/---
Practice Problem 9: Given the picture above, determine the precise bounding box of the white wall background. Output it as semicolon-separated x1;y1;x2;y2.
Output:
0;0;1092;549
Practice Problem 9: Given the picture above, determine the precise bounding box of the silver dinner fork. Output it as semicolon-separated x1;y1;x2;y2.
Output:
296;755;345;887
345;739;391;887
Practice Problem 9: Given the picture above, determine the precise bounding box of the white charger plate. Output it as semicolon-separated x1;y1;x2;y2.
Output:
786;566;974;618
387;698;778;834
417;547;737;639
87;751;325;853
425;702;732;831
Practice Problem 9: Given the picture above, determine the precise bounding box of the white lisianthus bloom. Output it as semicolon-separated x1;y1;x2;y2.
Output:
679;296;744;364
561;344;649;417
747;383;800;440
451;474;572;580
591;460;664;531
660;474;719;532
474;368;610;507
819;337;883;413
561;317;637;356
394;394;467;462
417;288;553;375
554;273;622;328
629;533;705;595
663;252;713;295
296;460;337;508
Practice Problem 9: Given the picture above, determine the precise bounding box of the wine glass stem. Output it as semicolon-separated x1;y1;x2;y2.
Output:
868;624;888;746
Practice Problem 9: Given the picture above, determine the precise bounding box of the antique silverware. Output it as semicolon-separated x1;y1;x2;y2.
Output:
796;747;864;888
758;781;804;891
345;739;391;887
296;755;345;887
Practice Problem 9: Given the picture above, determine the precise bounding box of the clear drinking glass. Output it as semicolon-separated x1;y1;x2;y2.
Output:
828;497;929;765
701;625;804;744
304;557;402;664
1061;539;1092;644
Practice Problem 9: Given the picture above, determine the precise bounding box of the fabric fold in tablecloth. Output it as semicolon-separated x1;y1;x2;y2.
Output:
\---
__Task instructions__. Copy out the stretch from the line containing "glass. Output it as semicolon-separated x1;y1;x2;y2." through the end of the records, requests included, and shift every bounding box coordinate in the answers up by 129.

__Response to this exercise__.
Practice Problem 9: Given the picture above, determine the precise bounding box of the clear drinking glass. Output it as semicolon-separated x1;y1;x2;y2.
Output:
957;626;1058;894
830;754;933;873
433;686;531;793
1190;668;1221;773
Practice Problem 9: Given the picture above, determine the precise bounding box of the fabric fold in tablecloth. Output it as semicolon-separated x1;y1;x2;y2.
Output:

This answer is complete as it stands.